==== Reading text ====

More sense from those who lack one

On Blindness

八月 23, 1996

How do you know but ev'ry Bird that cuts the airy way,/Is an immense world of delight, clos'd by your senses five?" Bryan Magee, without being as poetical as Blake, ponders a similar question. Reality might be quite other than the way it manifests itself to us via our five senses, yet we cannot get outside our "epistemological cage". When religion or philosophy purport to do so they produce mere verbiage - you can only think on both sides of a limit if you can get beyond that limit, and to get beyond our sensory limits we would need a physical apparatus other than the one we have, or perhaps our own extended by an extra sense. But could we not, asks Magee, get an inkling of what that would be like by comparing our experience as fully sensed people with that of an intelligent person who had always lacked one of the senses? Getting to understand what it is like to have one less sense could illuminate what it would be like to have one more. On Blindness consists of Magee's correspondence with the late Martin Milligan, head of philosophy at Leeds, who counts as born blind, having been blind as far back as he could remember.

====

*What the task asks*
According to the book review, what post did Martin Milligan hold?

==== Given data ====

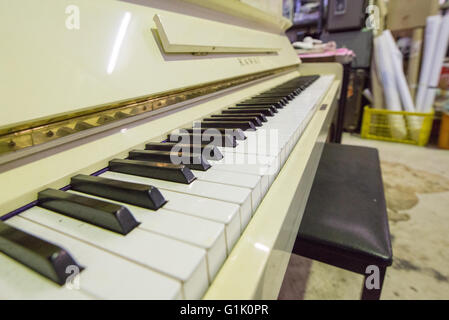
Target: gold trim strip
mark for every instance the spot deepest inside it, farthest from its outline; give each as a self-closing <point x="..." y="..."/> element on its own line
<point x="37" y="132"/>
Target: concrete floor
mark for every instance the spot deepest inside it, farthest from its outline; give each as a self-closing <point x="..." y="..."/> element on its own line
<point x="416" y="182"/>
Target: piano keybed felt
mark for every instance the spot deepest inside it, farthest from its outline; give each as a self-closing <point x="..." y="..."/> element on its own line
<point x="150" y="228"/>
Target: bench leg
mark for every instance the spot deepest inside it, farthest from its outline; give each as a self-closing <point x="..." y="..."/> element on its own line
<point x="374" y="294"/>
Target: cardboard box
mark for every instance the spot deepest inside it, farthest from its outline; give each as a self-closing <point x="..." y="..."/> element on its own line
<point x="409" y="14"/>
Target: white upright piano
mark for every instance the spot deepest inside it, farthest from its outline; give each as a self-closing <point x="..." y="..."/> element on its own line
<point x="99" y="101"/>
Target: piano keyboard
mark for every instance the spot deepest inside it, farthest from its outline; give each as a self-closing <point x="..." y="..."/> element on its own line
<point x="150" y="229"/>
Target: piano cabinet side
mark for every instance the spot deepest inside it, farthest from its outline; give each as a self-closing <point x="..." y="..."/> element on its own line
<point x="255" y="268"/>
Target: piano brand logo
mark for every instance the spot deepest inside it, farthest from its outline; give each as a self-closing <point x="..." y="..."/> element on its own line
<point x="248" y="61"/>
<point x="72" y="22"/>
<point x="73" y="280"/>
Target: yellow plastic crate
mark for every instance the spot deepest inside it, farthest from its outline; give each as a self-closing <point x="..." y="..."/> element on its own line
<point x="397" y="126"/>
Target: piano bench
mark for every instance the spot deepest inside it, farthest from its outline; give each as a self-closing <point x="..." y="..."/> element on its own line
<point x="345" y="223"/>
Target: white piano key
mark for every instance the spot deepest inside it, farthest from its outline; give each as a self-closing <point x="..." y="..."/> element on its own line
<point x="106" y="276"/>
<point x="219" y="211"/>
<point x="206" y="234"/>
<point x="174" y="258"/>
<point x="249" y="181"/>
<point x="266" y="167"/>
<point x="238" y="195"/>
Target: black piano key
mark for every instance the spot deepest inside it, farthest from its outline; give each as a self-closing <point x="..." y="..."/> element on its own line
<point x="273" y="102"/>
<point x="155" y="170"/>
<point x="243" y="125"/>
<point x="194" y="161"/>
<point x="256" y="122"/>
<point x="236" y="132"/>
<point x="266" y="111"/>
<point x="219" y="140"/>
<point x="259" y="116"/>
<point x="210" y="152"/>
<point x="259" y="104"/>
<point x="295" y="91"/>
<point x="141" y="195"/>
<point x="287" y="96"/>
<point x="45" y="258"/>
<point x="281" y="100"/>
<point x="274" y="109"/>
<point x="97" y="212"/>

====
==== Given data ====

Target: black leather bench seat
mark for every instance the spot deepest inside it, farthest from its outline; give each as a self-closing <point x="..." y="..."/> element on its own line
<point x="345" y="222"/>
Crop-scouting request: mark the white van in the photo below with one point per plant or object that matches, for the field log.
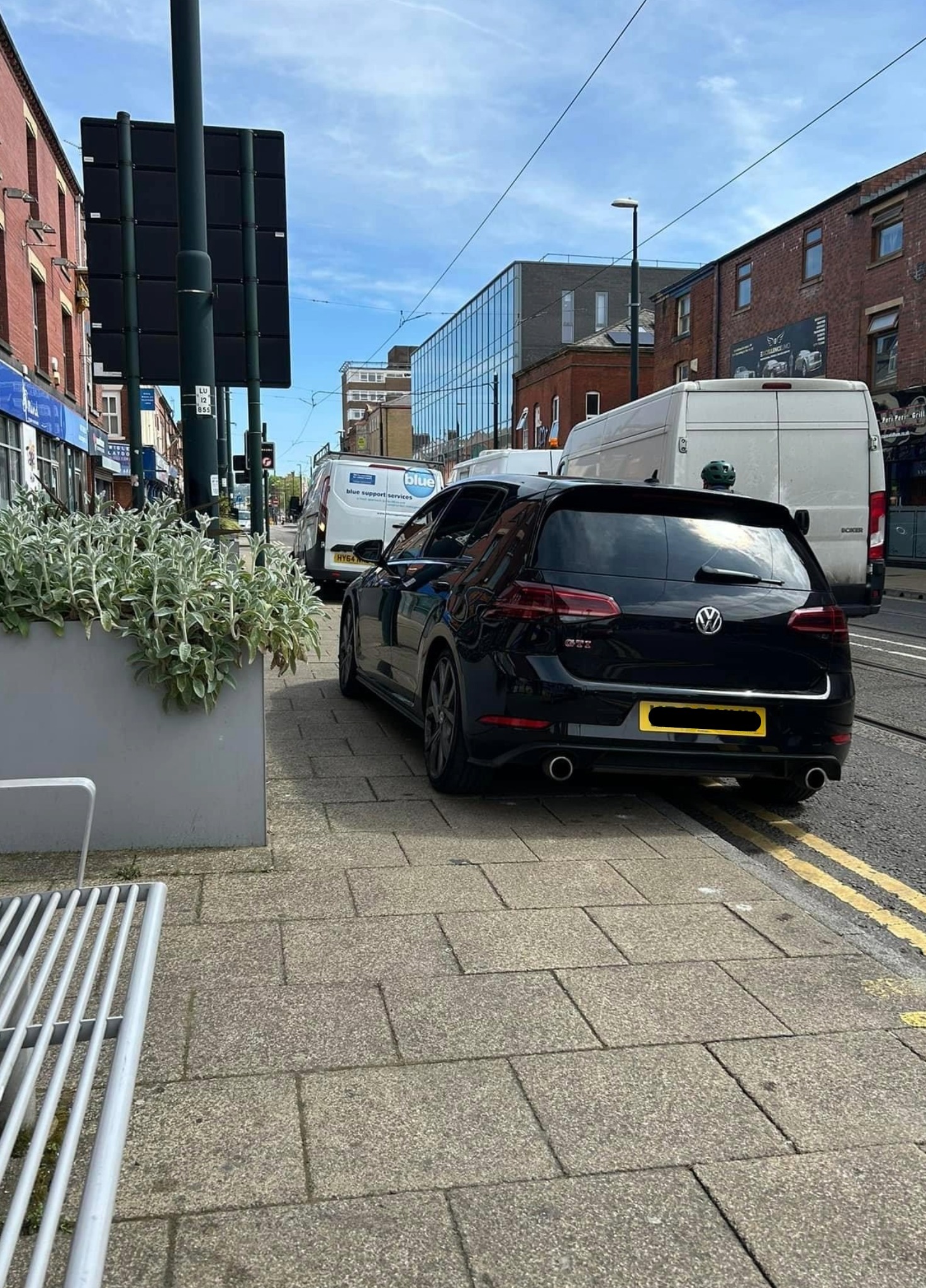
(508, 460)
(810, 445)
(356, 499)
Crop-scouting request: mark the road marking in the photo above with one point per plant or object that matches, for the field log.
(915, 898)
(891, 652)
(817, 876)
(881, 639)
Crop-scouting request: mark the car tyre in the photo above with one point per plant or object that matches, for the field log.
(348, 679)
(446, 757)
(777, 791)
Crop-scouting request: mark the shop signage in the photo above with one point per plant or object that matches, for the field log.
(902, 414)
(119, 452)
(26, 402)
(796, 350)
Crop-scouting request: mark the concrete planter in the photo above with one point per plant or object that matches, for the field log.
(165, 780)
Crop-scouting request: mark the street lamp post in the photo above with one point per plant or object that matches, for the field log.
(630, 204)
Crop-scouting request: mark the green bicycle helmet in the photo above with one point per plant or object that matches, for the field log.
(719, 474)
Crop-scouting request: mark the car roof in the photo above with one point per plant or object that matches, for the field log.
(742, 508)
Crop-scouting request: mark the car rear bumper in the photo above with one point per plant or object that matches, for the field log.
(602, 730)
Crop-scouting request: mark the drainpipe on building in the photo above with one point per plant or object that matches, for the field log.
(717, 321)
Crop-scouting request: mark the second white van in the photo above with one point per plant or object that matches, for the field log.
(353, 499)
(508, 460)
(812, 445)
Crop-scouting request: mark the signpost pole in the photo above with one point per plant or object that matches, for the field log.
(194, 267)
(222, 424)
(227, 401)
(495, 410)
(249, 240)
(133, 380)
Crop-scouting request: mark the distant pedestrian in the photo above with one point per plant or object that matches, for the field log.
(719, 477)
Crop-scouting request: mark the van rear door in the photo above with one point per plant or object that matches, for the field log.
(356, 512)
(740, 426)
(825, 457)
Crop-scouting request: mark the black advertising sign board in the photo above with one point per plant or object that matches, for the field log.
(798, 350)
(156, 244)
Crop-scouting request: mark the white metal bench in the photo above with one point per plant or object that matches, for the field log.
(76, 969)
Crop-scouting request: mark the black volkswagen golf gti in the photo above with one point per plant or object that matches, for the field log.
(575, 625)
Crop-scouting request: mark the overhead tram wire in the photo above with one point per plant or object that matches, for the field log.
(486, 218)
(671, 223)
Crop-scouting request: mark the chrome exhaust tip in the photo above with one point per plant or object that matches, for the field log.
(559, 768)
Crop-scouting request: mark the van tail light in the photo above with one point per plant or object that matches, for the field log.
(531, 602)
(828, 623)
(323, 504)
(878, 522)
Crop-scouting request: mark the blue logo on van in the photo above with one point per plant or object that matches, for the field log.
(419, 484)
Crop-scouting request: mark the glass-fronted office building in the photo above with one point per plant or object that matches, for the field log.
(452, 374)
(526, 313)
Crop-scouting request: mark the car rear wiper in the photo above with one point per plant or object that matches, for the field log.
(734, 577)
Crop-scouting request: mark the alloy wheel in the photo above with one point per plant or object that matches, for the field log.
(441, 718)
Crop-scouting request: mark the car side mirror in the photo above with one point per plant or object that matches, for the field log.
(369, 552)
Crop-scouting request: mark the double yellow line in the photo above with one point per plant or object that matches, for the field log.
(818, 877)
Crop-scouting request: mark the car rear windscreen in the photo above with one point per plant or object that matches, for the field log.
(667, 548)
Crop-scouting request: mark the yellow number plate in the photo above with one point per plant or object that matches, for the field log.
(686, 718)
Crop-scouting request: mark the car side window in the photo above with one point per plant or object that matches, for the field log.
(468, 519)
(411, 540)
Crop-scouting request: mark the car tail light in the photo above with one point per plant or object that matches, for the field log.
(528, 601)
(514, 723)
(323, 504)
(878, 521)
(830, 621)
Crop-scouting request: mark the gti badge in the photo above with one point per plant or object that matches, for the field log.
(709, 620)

====

*Expected answer*
Head of philosophy at Leeds.